Dataset items >>
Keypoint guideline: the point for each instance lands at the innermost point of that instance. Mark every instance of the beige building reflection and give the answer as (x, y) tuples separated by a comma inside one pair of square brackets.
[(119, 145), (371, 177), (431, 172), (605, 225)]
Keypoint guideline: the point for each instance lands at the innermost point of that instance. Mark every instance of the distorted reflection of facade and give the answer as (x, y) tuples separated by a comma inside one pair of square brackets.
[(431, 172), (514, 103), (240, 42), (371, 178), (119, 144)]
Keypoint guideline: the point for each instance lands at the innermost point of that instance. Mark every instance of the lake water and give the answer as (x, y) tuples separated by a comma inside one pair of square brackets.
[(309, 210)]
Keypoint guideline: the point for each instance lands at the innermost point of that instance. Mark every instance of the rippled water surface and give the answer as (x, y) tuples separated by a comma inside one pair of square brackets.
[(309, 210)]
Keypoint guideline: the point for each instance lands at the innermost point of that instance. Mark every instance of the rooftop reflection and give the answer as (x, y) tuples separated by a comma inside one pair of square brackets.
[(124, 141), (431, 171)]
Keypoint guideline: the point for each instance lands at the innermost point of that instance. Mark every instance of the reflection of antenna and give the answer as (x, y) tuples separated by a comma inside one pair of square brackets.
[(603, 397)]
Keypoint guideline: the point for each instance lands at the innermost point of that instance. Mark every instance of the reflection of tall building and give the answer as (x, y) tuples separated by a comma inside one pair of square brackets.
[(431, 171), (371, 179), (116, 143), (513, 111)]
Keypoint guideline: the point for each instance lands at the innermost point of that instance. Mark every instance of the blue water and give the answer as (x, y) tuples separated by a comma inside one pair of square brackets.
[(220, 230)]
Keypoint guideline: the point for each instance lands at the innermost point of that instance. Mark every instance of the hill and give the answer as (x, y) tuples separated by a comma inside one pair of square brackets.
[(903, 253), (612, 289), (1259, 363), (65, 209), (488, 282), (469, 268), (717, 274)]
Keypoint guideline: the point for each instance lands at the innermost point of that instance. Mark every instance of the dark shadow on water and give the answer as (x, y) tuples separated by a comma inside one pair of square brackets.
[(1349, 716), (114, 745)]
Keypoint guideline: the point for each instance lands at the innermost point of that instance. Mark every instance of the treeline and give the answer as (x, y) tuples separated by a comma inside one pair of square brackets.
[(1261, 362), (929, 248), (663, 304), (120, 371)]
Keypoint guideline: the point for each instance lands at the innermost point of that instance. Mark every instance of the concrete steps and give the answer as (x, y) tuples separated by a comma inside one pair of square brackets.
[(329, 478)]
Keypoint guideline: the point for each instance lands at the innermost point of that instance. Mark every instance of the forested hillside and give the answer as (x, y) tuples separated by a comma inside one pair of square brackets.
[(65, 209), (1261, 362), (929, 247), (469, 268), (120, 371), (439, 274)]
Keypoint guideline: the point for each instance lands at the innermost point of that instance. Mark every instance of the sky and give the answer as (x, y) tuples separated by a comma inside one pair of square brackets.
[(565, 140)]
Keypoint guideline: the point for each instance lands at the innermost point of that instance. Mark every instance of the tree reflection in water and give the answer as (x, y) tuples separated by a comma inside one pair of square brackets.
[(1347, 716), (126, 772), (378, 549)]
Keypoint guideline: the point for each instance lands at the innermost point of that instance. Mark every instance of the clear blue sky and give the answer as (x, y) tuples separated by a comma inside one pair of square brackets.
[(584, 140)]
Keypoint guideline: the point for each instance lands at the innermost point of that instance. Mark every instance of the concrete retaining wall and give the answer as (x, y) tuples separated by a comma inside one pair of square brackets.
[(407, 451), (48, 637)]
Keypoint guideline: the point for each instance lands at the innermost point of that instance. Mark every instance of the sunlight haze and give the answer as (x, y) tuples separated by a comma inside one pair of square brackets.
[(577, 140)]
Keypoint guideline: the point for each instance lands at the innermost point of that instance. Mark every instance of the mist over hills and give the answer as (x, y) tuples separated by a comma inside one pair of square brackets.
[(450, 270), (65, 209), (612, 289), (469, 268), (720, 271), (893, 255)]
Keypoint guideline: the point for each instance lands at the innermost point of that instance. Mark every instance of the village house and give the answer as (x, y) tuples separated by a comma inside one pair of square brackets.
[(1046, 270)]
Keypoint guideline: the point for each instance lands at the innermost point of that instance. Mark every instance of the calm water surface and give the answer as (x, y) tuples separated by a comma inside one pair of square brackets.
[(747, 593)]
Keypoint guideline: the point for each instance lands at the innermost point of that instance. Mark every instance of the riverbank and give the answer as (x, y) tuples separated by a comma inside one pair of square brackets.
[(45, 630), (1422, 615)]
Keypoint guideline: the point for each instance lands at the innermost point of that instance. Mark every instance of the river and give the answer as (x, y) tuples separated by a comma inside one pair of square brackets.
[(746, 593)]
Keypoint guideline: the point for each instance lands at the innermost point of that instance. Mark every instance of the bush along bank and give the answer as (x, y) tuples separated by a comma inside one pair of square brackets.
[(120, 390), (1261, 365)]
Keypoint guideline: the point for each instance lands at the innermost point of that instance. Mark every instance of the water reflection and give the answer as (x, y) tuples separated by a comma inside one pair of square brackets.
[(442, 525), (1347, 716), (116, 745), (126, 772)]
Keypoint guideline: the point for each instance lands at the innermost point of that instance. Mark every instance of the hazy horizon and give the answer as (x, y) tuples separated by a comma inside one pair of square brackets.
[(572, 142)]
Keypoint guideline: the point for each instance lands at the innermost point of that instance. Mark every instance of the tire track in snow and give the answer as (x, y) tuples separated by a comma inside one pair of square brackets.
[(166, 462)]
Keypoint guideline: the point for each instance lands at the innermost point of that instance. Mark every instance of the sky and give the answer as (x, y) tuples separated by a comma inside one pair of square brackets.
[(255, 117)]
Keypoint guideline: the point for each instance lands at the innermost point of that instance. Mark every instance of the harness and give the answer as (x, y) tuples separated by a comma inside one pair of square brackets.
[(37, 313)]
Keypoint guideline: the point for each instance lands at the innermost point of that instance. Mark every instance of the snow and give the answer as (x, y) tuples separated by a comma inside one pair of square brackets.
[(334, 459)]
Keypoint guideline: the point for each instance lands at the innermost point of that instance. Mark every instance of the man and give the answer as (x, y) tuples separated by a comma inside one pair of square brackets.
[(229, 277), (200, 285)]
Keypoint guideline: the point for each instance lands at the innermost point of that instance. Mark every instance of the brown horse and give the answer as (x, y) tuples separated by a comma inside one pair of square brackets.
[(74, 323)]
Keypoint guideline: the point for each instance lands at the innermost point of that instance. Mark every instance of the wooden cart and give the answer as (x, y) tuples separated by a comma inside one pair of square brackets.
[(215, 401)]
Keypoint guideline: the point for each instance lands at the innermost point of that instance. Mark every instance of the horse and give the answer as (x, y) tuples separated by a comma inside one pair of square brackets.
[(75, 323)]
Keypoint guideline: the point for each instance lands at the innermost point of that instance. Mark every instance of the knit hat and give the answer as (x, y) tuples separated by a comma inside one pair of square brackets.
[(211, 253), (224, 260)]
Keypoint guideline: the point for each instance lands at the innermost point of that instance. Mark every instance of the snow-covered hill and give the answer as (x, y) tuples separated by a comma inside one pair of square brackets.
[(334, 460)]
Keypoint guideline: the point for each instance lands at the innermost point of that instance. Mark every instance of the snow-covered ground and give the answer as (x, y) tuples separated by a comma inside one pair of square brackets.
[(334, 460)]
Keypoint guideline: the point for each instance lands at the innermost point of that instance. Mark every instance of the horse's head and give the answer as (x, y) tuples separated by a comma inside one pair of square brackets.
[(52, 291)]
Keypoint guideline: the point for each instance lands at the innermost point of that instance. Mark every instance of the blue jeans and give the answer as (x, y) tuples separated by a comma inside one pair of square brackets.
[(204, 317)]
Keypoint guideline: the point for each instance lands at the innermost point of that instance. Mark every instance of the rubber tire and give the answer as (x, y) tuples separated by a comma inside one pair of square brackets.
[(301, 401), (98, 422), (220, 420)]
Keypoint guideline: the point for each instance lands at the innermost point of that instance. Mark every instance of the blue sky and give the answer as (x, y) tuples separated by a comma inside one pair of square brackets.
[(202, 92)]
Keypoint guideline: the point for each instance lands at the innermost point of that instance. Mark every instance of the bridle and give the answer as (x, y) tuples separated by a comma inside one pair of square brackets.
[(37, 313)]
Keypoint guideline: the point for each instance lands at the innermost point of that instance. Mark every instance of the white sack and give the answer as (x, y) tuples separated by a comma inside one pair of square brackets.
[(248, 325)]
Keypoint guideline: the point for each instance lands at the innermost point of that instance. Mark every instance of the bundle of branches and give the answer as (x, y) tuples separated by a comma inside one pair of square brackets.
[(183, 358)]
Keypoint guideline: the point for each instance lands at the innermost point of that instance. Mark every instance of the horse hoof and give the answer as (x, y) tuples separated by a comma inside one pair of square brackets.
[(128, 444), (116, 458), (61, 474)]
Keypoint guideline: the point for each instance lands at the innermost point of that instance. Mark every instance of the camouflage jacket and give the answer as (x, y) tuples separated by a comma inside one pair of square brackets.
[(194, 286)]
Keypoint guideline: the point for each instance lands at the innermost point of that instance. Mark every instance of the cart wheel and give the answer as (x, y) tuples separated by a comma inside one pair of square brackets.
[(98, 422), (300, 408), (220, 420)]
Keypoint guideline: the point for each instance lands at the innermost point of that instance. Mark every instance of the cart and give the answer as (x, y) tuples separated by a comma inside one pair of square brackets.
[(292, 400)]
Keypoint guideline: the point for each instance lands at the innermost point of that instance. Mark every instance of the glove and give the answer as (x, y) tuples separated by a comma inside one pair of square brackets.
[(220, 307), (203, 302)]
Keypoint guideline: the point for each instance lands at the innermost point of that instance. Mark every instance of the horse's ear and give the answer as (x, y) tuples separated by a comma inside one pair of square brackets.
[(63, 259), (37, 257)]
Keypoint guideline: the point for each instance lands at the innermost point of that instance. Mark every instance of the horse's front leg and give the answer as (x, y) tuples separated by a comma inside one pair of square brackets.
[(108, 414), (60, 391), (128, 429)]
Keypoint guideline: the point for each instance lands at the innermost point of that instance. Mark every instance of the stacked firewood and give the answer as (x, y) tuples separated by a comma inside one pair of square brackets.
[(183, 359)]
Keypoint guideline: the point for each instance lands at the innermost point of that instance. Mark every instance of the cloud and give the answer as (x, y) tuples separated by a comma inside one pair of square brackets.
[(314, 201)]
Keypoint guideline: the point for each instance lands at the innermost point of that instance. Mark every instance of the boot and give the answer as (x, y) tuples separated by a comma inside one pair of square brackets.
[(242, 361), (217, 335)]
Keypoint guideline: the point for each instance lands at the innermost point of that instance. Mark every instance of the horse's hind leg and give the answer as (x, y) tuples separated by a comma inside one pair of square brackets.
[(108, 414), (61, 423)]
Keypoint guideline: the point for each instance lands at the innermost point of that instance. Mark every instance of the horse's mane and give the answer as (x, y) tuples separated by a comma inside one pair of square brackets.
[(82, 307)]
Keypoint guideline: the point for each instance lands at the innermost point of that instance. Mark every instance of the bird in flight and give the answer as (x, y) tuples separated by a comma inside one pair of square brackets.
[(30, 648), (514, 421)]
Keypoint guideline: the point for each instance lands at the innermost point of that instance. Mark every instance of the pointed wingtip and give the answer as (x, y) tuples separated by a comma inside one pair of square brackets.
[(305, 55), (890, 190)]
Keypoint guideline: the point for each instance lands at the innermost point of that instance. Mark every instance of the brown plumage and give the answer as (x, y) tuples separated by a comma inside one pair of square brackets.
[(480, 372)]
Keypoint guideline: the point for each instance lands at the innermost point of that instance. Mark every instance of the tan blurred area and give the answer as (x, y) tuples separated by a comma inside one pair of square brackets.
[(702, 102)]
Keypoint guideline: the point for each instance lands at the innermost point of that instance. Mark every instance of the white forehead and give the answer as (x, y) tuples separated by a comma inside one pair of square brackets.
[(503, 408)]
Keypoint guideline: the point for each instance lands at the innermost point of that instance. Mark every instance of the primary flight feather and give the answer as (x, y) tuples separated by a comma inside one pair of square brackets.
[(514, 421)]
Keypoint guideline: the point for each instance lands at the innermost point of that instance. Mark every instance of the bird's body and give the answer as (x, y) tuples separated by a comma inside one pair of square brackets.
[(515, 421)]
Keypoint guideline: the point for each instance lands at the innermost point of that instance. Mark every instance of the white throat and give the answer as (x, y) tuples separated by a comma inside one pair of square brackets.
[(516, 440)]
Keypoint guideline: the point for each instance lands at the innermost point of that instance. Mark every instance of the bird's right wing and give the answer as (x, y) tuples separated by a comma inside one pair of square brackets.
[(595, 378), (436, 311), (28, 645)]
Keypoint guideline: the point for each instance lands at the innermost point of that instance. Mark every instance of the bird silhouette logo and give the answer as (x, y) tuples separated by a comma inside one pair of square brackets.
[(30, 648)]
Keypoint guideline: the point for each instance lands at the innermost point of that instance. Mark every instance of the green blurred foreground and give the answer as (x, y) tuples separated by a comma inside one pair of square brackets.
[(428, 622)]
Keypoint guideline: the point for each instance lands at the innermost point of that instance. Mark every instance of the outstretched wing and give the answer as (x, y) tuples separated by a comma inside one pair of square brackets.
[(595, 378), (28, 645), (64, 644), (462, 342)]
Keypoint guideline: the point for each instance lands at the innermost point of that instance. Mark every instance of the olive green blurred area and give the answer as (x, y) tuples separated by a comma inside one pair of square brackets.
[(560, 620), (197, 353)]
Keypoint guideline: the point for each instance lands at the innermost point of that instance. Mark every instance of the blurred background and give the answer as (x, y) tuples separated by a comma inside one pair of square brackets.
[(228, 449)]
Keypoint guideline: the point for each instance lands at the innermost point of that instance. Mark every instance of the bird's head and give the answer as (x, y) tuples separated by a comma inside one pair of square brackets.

Exercise instructions >> Print exactly the lines above, starting at the line that contains "of the green" and ending with the last line of the records, both included.

Written answer >>
Keypoint guideline: the point for each instance lands at the innermost point of that instance. Mark every instance of the green blurred foreground and give the answer as (x, y) tuples separated by a comma inside one pair of square brackets.
[(428, 622)]
Keypoint guideline: the point for each instance lands at the innermost point of that instance. Mark every instance of the outstretched wing and give the answer as (x, y) tuples separated by a comma inside one pair of square brackets.
[(595, 378), (28, 645), (64, 644), (462, 342)]
Keypoint guideline: the point for each instance lands at the innermost point of that instance. Mark every instance of the olive green blurred area and give the answer as (x, y) tuples separated by a comma inside one pair of square brackets.
[(560, 620), (197, 353)]
Keypoint guideline: the point for each instance lands at the innermost point of that instance. Mark every instance of the blurred background and give the answer as (x, y) tuples separated by a comma inside one pair of square brackets.
[(228, 449)]
Keypoint guideline: the point for each instance lands at the innermost point of that instance. Mark every instance of the bird's head and give the answer as (x, y) tuples separated by a comma inside one pair of square brackets.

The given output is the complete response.